**A run of records**
----------------------------------------

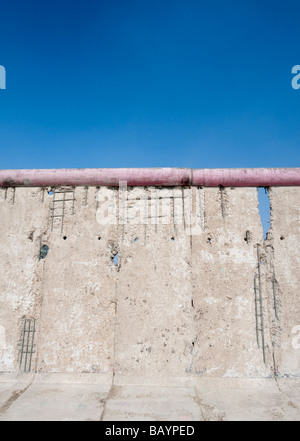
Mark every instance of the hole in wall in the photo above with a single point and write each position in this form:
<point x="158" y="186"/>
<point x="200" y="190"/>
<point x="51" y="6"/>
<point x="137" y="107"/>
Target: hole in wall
<point x="116" y="259"/>
<point x="264" y="209"/>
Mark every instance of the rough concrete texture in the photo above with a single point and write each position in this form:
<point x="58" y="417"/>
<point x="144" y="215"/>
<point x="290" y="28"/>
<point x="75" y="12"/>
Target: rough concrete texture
<point x="197" y="319"/>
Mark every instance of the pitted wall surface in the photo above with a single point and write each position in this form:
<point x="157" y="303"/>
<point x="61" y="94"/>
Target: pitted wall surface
<point x="183" y="289"/>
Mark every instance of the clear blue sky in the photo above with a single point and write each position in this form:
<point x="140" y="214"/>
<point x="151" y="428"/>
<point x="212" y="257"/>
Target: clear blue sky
<point x="127" y="83"/>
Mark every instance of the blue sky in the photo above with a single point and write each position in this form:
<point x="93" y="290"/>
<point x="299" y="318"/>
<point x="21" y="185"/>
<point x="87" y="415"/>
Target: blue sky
<point x="126" y="83"/>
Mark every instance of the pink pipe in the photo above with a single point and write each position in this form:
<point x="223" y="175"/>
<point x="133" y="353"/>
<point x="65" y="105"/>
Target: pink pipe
<point x="241" y="177"/>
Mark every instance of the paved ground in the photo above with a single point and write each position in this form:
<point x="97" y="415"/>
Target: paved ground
<point x="63" y="398"/>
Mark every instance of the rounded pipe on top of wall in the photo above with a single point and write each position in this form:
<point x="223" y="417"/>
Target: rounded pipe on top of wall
<point x="164" y="177"/>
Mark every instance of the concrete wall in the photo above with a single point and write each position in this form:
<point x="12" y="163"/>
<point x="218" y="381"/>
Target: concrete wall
<point x="184" y="298"/>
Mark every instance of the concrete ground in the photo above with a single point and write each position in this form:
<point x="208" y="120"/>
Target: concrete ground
<point x="87" y="397"/>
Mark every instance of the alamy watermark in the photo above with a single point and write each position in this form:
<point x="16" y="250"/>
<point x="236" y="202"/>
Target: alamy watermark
<point x="2" y="77"/>
<point x="296" y="78"/>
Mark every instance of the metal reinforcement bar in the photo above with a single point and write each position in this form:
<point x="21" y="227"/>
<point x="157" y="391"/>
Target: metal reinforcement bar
<point x="239" y="177"/>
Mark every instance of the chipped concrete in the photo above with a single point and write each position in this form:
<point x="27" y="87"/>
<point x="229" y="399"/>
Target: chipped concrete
<point x="171" y="330"/>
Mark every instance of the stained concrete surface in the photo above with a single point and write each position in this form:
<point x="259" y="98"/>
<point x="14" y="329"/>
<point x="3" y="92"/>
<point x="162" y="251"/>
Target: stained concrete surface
<point x="222" y="399"/>
<point x="198" y="320"/>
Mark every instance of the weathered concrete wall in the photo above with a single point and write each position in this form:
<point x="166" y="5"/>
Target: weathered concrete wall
<point x="184" y="299"/>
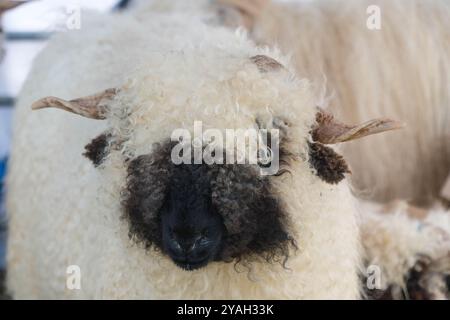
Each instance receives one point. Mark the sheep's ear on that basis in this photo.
(266, 64)
(93, 107)
(330, 131)
(329, 165)
(249, 10)
(98, 148)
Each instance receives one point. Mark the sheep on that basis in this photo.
(4, 6)
(112, 213)
(401, 70)
(411, 246)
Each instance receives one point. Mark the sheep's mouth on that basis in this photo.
(190, 265)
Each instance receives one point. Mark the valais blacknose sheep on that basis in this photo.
(411, 248)
(137, 225)
(389, 57)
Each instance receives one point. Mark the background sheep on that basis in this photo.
(411, 248)
(77, 213)
(401, 70)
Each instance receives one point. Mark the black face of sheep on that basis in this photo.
(196, 214)
(192, 229)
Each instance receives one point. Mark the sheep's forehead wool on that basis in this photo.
(182, 87)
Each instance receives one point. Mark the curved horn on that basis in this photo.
(329, 131)
(89, 107)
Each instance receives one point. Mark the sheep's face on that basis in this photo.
(199, 213)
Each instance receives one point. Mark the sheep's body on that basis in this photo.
(401, 71)
(410, 246)
(64, 212)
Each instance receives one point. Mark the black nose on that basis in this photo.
(192, 251)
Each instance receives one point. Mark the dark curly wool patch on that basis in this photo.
(256, 225)
(97, 149)
(330, 166)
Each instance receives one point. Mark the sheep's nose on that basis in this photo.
(186, 245)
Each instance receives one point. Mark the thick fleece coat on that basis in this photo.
(401, 71)
(63, 211)
(411, 247)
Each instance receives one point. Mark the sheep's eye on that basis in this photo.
(205, 234)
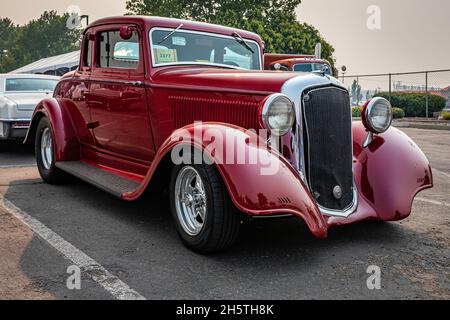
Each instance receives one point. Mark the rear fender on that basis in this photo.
(66, 143)
(267, 187)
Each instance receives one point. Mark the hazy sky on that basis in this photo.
(414, 34)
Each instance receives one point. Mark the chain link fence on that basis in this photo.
(364, 87)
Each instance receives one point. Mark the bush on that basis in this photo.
(398, 113)
(356, 112)
(414, 103)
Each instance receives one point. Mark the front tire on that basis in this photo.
(204, 215)
(45, 154)
(4, 145)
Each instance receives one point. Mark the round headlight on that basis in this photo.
(278, 114)
(377, 115)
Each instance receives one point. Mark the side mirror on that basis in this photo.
(126, 32)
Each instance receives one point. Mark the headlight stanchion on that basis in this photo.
(278, 114)
(377, 116)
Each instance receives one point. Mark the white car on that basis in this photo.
(19, 95)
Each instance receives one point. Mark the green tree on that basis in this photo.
(274, 20)
(44, 37)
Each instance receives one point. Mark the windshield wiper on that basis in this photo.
(170, 34)
(242, 42)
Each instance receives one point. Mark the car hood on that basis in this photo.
(263, 82)
(27, 101)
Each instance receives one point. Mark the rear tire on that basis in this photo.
(45, 154)
(216, 226)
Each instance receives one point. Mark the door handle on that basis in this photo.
(135, 83)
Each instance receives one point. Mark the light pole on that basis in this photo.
(344, 70)
(3, 52)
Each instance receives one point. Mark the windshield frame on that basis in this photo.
(313, 65)
(27, 91)
(212, 64)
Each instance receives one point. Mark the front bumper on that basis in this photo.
(14, 130)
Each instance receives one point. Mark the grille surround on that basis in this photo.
(325, 104)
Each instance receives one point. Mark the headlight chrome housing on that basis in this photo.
(377, 115)
(278, 114)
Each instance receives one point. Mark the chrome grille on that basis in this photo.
(327, 135)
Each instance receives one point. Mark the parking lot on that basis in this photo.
(135, 246)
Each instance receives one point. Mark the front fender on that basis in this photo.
(66, 141)
(389, 174)
(269, 186)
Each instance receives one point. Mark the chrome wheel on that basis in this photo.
(47, 148)
(190, 201)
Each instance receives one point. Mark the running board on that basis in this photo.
(99, 178)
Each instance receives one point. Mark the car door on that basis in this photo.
(79, 93)
(117, 97)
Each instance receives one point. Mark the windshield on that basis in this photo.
(13, 85)
(310, 67)
(190, 47)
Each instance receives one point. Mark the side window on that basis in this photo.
(87, 52)
(114, 52)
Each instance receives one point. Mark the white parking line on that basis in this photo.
(439, 203)
(93, 269)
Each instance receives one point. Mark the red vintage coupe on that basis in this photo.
(162, 103)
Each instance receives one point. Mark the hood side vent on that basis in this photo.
(187, 110)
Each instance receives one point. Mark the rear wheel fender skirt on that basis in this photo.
(270, 186)
(66, 142)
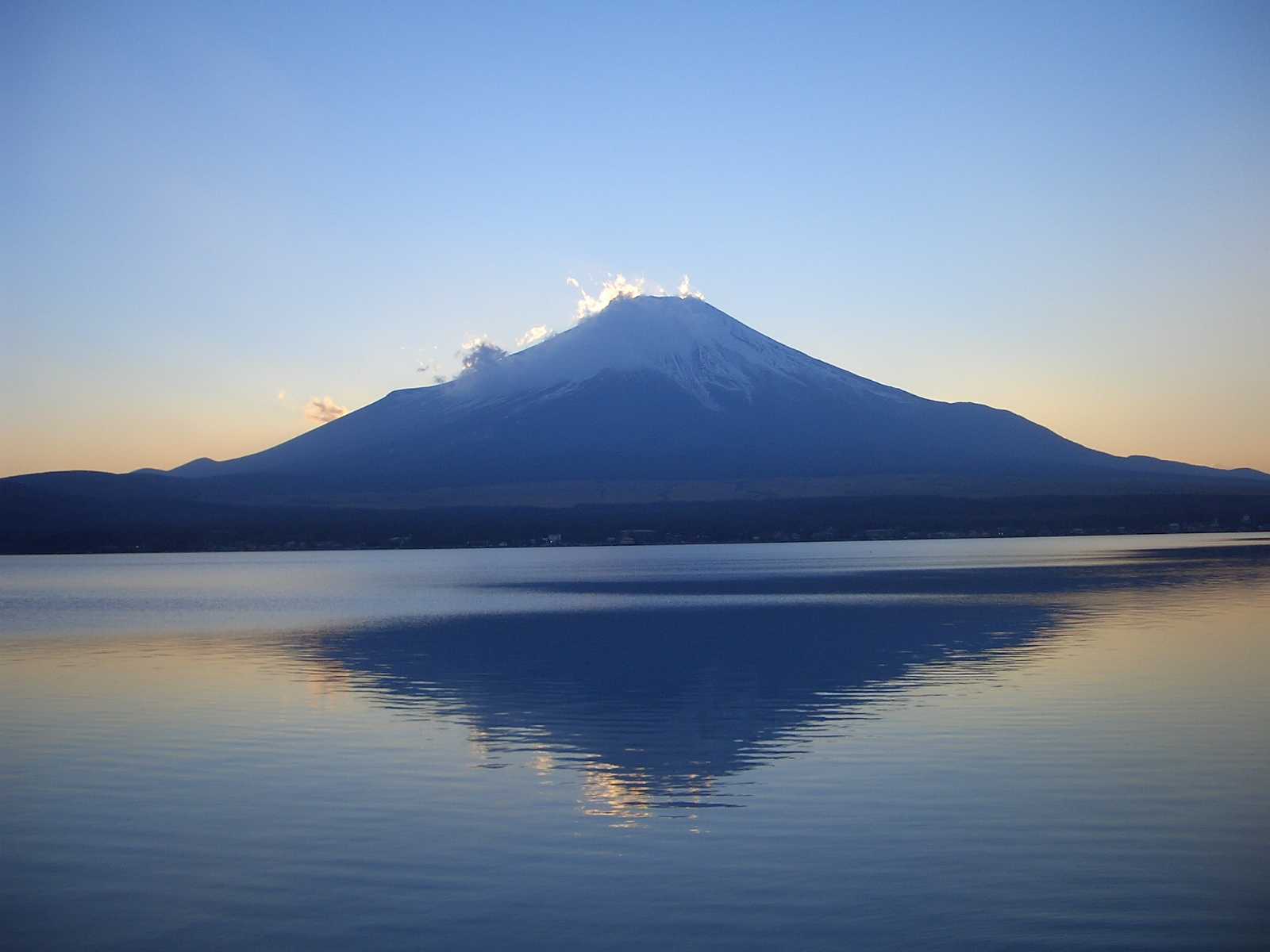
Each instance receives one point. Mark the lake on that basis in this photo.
(948, 744)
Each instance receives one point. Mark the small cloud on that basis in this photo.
(479, 353)
(533, 336)
(686, 290)
(611, 290)
(324, 410)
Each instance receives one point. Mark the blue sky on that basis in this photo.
(1057, 209)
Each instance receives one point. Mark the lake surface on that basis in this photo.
(958, 744)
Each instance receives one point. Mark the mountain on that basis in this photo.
(673, 397)
(657, 412)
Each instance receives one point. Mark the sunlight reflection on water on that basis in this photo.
(1043, 742)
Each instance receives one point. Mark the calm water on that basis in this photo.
(983, 744)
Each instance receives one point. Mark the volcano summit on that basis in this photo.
(668, 397)
(654, 401)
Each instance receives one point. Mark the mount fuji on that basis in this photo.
(658, 412)
(670, 397)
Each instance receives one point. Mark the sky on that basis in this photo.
(222, 224)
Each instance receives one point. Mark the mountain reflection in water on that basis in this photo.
(654, 704)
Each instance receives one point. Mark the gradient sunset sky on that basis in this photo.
(216, 213)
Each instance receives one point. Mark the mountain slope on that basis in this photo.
(664, 389)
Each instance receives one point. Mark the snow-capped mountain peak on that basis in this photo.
(698, 347)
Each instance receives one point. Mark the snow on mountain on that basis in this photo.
(668, 389)
(698, 347)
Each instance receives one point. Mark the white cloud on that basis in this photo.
(611, 290)
(533, 336)
(324, 410)
(479, 352)
(686, 290)
(618, 286)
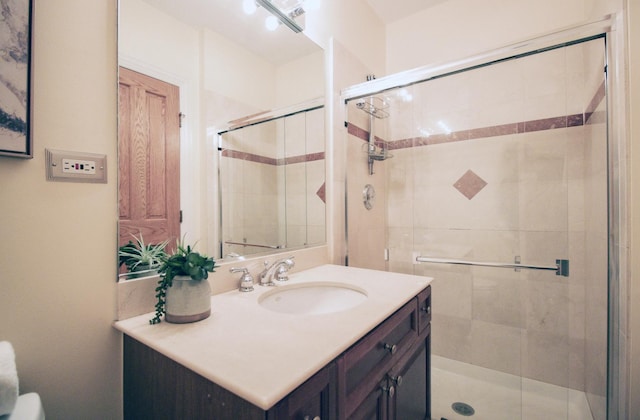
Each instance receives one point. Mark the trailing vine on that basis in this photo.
(183, 262)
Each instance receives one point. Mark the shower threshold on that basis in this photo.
(499, 396)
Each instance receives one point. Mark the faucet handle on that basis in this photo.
(246, 281)
(281, 273)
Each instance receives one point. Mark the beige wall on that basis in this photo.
(57, 254)
(634, 286)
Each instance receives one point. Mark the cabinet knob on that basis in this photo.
(391, 348)
(396, 379)
(391, 390)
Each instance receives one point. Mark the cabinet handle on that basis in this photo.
(396, 379)
(391, 348)
(390, 390)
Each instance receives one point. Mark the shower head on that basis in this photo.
(374, 106)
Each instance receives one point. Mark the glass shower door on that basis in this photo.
(504, 163)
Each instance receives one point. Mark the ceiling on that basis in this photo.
(227, 18)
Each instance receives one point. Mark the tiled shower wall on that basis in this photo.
(502, 161)
(272, 182)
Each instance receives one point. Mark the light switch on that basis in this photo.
(76, 166)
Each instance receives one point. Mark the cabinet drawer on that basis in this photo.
(424, 309)
(365, 364)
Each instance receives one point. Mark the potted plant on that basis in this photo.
(138, 256)
(183, 293)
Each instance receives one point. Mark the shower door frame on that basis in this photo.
(609, 27)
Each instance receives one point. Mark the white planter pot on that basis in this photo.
(187, 300)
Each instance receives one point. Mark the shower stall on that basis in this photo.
(492, 177)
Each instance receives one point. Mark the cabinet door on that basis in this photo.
(410, 378)
(374, 406)
(313, 400)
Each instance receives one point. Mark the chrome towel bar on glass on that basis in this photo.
(256, 245)
(561, 268)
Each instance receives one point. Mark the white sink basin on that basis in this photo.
(312, 298)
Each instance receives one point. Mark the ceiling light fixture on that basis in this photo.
(286, 18)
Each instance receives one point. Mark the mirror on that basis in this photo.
(235, 77)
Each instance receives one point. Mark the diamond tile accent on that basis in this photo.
(470, 184)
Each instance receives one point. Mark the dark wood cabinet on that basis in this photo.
(385, 375)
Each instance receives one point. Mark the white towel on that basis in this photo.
(8, 378)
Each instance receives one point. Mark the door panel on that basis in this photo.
(148, 158)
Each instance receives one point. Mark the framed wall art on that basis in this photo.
(15, 78)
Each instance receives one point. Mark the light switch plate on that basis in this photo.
(75, 166)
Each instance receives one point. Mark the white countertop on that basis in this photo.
(262, 355)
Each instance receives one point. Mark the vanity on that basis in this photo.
(253, 360)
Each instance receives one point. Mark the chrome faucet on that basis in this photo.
(279, 269)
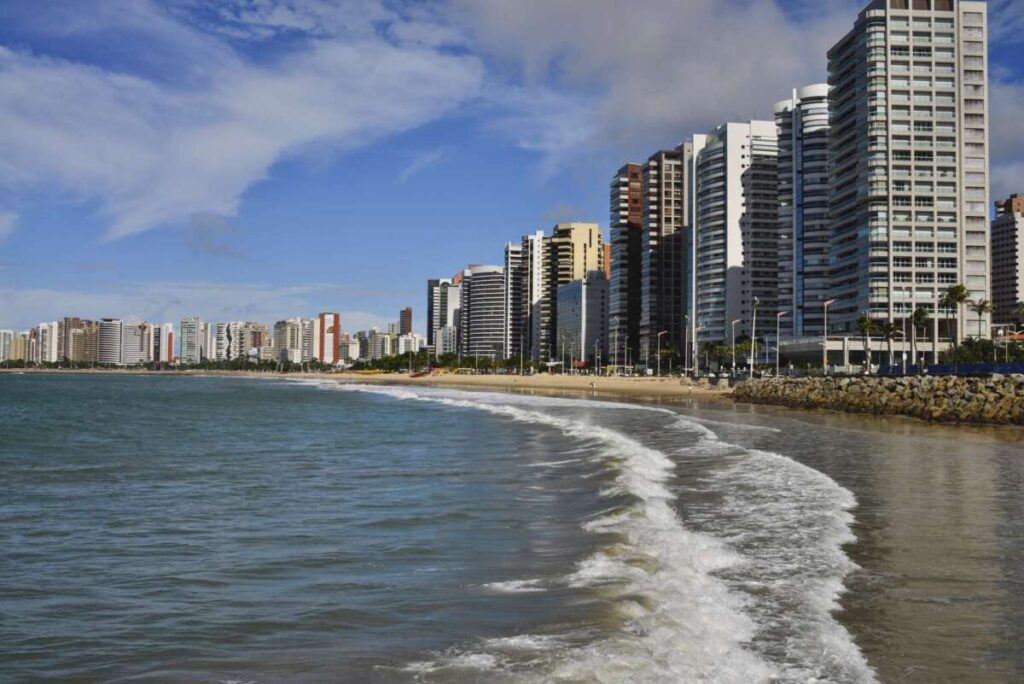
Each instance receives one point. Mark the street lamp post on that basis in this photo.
(824, 341)
(778, 328)
(686, 346)
(734, 345)
(754, 337)
(664, 332)
(696, 352)
(617, 361)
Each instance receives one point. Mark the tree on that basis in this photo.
(981, 307)
(954, 297)
(920, 318)
(866, 325)
(890, 331)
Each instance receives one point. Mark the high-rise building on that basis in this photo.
(1008, 261)
(327, 338)
(78, 340)
(382, 345)
(443, 297)
(574, 251)
(482, 312)
(908, 163)
(664, 247)
(802, 122)
(194, 341)
(411, 343)
(626, 282)
(136, 343)
(6, 339)
(736, 210)
(446, 341)
(293, 340)
(515, 315)
(111, 340)
(228, 341)
(535, 264)
(19, 347)
(406, 321)
(583, 316)
(348, 349)
(48, 342)
(163, 343)
(66, 334)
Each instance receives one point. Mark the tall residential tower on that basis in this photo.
(908, 163)
(802, 122)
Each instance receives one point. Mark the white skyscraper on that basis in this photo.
(194, 341)
(482, 311)
(6, 339)
(111, 340)
(803, 211)
(909, 164)
(736, 212)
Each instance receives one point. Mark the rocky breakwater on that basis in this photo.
(997, 399)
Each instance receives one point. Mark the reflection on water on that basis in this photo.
(939, 596)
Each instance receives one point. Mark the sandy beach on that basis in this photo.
(649, 388)
(633, 387)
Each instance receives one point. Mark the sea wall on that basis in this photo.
(997, 399)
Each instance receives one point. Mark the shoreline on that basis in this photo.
(638, 388)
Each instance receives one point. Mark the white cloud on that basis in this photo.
(8, 221)
(160, 302)
(153, 153)
(420, 162)
(1006, 22)
(646, 75)
(1007, 136)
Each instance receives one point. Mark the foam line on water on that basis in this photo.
(692, 627)
(692, 623)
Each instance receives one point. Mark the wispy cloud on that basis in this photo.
(172, 301)
(155, 153)
(8, 221)
(420, 162)
(210, 234)
(1006, 22)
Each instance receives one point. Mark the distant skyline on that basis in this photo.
(258, 160)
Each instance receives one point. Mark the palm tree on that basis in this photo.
(866, 326)
(981, 307)
(954, 297)
(920, 318)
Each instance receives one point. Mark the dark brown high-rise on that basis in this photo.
(406, 322)
(626, 221)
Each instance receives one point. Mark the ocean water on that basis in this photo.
(227, 529)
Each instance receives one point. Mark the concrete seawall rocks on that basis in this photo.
(997, 399)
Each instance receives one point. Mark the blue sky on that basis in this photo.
(261, 159)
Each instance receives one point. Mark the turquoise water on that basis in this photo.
(222, 529)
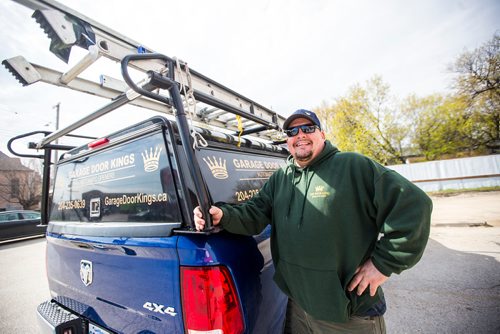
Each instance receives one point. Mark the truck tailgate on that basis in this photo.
(128, 284)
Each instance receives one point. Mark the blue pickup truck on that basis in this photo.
(121, 253)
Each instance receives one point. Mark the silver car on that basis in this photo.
(20, 224)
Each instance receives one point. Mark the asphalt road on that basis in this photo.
(455, 288)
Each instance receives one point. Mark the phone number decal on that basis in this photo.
(245, 195)
(71, 204)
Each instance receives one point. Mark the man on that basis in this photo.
(341, 225)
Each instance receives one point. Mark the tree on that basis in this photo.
(19, 185)
(478, 82)
(440, 125)
(368, 121)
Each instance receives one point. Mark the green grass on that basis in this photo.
(453, 192)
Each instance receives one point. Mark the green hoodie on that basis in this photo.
(329, 218)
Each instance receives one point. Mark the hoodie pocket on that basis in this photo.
(318, 292)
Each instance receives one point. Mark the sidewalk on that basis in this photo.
(455, 288)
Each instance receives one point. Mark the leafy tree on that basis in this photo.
(367, 121)
(440, 126)
(478, 82)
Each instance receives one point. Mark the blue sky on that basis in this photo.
(283, 54)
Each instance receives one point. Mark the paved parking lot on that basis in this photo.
(455, 288)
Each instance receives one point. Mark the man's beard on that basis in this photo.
(303, 156)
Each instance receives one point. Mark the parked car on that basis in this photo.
(20, 224)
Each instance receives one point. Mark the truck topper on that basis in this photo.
(122, 252)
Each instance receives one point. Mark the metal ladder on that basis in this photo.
(216, 105)
(167, 81)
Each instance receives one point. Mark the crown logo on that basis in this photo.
(218, 168)
(151, 159)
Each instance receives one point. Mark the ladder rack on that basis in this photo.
(166, 80)
(216, 105)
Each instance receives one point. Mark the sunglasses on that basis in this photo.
(292, 132)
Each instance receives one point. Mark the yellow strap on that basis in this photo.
(240, 128)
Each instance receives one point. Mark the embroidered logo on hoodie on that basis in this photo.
(319, 192)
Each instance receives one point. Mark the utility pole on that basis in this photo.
(57, 107)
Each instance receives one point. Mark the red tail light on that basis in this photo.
(209, 301)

----------------------------------------

**SHORT TASK**
Begin at the line containing "Each instance receives one point. Mark the paved" and reproduce each line through the end of the records above.

**EXERCISE RESPONSE**
Each instance receives one point. Mark the paved parking lot on that basis in this photo.
(455, 288)
Each instance receives one point. Mark the man's beard on that basis in this photo.
(303, 156)
Each instance receives one point. Mark the parked car on that basis in this photo.
(20, 224)
Each instance receives one point. Mark the truck topper on that basis in this photo.
(122, 252)
Each instance receives one point. Mark the metal ladder on that basis in this photo.
(216, 105)
(167, 81)
Each instance receives one point. Mark the crown logo on that basis in this photo.
(218, 168)
(151, 159)
Each instance receives one point. Mark the ladder rack on that basis in this photo.
(166, 80)
(216, 105)
Each instance receives one point. Mark the sunglasses on that basis in this photo.
(292, 132)
Each instance receives one point. Mark the yellow strap on that basis in this photo.
(240, 128)
Each instance receives one point. Mark the embroidered logo on hoodie on that basis in this photo.
(319, 192)
Each instance receives one point. Mark the utility pole on that basis in this photo.
(57, 107)
Each instance receives one point. Mark the red tail light on that basis in this photo.
(209, 301)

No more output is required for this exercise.